## Given instruction A
Count how many lines of the records contain the word "fuselage", and reply with the number only.

Tuesday, October 12, 2010
OK Go at Open Video Conference
Damien Kulash of OK GO spoke at the Open Video Conference on the band's experiences of leveraging, sharing and the social web and their split with EMI following the label's decision to remove embedding feature from their videos.
One of most interesting nuggets: pitching idea for 'Here it goes again' treadmill video to EMI digital media head: "If this gets out you're sunk". The video took 10 days, cost $5K for treadmills and has had 200 million views.
Kulash also discussed the making of 'This too shall pass' (see video above, if you don't already know and love this piece!) -- and the fact that the video took 89 takes, that they got to the end of the Rube Goldberg machine 3 times, and that no: it is not one continuous shot: start and end are separate shots and the elevator shaft sequence was an additional separate edit.
Kulash talked about the group's belief in fan-remixing --OK Go's videos have been remade by almost 400 groups and the band are strong believers in open video. OK Go have spoken at the House Judiciary Committee and has met with Obama's team on net neutrality issues.
Build an HTML5 player at the Open Video Conference, 2010
At the Open Video Conference 2010, Chris Blizzard of Mozilla set the scene for what is at stake with HTML5 'we are just at the beginning of understanding what video on the web could be: imagine a video-rich wikipedia, or the ability to translate any video on the web into any language' HTML5 and WebM offer this potential. In order to demo what video could be they ran a called Flight of the Navigator in HTML5, Javascript and the Mozilla Audio API -- no plug-ins required. Processing.js ( www.processingjs.org ) is used for animated textures, WebM video for videos and BeatDetektor.js ( www.beatdetektor.com ) for audio analysis and visualization.

## The records
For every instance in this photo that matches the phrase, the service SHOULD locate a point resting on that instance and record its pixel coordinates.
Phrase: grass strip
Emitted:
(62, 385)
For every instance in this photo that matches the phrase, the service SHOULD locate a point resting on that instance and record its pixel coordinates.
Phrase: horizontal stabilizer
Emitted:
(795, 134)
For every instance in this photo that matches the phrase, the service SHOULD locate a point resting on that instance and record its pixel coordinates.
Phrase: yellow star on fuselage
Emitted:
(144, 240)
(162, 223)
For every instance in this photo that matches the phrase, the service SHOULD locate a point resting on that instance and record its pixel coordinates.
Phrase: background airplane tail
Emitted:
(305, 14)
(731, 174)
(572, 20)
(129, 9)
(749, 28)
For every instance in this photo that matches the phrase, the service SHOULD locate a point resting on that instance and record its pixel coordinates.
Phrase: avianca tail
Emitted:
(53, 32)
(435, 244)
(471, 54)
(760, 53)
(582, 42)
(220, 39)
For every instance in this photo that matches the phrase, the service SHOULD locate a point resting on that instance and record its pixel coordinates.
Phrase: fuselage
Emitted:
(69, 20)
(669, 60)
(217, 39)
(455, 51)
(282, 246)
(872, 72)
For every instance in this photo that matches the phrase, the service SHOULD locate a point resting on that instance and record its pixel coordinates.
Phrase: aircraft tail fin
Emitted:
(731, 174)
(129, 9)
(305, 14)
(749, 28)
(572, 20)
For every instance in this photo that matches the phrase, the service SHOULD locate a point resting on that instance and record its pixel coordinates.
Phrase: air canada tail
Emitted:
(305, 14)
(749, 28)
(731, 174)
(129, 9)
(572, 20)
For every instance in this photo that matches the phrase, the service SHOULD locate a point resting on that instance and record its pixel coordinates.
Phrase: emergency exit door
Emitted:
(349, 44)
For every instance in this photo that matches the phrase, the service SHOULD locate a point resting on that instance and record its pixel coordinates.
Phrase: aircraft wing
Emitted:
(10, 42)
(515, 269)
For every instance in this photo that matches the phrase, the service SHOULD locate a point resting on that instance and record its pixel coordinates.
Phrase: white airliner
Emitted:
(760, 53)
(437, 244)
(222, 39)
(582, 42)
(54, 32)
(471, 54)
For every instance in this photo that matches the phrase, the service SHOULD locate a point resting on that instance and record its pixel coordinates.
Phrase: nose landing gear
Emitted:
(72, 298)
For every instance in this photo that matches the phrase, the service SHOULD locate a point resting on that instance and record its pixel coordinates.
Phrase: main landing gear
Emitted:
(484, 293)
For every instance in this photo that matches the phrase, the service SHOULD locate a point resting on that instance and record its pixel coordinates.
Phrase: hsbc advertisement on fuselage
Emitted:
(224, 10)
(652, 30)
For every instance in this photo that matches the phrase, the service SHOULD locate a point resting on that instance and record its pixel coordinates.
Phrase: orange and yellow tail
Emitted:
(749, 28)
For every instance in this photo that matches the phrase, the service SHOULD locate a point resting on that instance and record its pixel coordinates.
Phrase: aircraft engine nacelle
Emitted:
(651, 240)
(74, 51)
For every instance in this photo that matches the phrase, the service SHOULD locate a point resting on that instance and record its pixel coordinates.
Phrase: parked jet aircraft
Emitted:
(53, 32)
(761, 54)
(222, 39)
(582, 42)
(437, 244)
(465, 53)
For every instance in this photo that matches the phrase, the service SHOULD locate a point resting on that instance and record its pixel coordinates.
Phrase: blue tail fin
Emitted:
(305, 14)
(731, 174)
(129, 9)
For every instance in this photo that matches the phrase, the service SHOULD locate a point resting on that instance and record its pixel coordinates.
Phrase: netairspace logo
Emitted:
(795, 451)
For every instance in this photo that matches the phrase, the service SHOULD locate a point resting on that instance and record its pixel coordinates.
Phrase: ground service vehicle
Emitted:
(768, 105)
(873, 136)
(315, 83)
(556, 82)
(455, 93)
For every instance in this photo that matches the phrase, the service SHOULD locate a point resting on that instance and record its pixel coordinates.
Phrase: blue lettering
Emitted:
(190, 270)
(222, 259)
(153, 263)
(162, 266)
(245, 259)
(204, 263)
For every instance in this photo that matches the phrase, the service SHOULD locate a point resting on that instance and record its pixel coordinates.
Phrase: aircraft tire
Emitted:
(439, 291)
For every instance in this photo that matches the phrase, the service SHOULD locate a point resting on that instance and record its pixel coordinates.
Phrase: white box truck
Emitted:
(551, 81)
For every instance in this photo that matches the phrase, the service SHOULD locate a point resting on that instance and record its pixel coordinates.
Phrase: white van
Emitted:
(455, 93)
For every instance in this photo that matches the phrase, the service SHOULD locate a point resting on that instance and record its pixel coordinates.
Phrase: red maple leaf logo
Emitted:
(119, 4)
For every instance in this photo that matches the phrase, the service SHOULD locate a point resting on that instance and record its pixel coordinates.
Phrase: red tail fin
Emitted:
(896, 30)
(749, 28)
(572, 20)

## Given instruction B
Using the blog post about the Open Video Conference, name every technology it says was used to build the Flight of the Navigator demo.

## Result A
3

## Result B
- HTML5
- Javascript
- Mozilla Audio API
- Processing.js
- WebM video
- BeatDetektor.js